(Records of labeled points)
::::::

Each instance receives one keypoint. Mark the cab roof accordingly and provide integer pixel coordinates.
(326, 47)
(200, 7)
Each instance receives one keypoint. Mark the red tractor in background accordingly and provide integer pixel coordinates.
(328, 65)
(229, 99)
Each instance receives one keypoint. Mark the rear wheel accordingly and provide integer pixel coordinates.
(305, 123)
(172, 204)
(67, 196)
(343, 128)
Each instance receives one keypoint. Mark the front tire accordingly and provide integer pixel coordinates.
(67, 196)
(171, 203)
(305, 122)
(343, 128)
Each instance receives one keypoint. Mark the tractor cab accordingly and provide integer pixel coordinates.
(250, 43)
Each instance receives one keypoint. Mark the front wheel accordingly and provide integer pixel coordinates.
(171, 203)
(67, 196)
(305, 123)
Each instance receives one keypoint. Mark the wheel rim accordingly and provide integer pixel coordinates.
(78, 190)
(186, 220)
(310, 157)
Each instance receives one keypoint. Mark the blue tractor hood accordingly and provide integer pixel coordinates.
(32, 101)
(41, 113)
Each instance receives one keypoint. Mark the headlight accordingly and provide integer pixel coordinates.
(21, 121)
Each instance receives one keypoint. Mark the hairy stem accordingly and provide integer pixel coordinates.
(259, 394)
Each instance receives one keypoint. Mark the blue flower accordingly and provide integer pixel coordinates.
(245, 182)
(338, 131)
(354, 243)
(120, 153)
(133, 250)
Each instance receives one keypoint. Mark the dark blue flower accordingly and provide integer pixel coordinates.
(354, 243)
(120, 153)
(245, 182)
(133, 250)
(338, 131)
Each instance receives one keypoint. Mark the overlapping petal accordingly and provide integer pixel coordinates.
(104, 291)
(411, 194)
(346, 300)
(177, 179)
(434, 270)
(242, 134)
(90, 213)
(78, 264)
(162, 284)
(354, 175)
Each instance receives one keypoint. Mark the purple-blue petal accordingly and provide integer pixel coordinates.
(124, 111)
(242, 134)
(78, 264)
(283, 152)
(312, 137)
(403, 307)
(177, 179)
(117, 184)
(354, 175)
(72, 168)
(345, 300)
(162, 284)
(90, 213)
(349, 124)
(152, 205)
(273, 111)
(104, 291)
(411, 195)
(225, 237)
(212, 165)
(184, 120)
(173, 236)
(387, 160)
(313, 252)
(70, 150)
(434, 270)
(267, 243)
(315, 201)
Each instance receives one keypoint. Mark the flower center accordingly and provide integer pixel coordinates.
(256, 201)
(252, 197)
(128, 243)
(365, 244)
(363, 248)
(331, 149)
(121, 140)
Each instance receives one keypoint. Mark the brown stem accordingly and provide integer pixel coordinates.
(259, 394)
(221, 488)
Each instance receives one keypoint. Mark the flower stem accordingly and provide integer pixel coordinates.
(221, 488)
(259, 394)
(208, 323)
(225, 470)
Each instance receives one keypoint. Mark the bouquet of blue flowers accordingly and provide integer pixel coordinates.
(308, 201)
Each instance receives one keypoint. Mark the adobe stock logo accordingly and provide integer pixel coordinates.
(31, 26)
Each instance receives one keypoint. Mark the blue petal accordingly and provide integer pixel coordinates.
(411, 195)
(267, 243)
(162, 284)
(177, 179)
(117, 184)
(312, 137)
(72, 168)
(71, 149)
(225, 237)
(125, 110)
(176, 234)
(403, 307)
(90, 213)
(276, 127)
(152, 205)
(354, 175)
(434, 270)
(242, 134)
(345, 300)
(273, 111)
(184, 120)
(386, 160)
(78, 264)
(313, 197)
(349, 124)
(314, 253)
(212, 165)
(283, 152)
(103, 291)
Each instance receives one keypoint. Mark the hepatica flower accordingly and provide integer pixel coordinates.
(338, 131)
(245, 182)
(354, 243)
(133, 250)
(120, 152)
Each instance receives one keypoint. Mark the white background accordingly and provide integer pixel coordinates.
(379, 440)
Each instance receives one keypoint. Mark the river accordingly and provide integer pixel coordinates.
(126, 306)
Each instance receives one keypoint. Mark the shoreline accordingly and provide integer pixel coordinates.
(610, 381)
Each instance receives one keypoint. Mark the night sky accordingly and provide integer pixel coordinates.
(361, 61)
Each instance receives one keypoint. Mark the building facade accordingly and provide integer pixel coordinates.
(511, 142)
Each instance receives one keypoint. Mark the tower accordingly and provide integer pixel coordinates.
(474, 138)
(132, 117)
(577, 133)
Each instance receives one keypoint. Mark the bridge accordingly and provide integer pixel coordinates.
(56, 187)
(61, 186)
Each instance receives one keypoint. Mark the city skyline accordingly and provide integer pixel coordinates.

::::::

Short exercise
Every line from the one containing "Each instance receives one keypoint. Mark the blue petal" through the end of the entries above must be echoed exactly, with both ends kept.

Output
Each instance receives one keypoint. Mark the blue petal accordingly and provide integer pixel coordinates.
(411, 195)
(267, 243)
(162, 284)
(177, 179)
(117, 184)
(312, 137)
(72, 168)
(71, 149)
(225, 237)
(125, 110)
(176, 234)
(403, 307)
(90, 213)
(276, 127)
(152, 205)
(354, 175)
(434, 270)
(242, 134)
(345, 300)
(273, 111)
(184, 120)
(386, 160)
(78, 264)
(313, 197)
(349, 124)
(314, 253)
(212, 165)
(283, 152)
(103, 291)
Each instance receives one keypoint. Mark the hepatica flower accordingly and provide integer pixel coordinates.
(338, 131)
(245, 182)
(354, 243)
(133, 250)
(120, 152)
Each instance receives one keypoint. Mark the white background accordingly and provide integer pixel coordinates.
(379, 440)
Each instance receives one keypoint. Mark the river accordingly and provide integer pixel coordinates.
(126, 306)
Each instance receives one keypoint. Mark the shoreline accordingly and provide integer pixel coordinates.
(610, 381)
Each instance receives one keypoint. Mark the night sky accordingly and provide integer pixel coordinates.
(361, 61)
Each instance receives one keypoint. Mark the building facade accordingly and provide integer pixel coordinates.
(511, 142)
Each instance receives one keypoint. Mark the tower accordingly and provide integer pixel coordinates.
(474, 138)
(132, 117)
(577, 133)
Each instance receives one keypoint. Mark the bridge accordingly and provide integer pixel coordinates.
(56, 187)
(61, 186)
Each instance receives one keypoint. Mark the city skyline accordingly and provide integer pixel coordinates.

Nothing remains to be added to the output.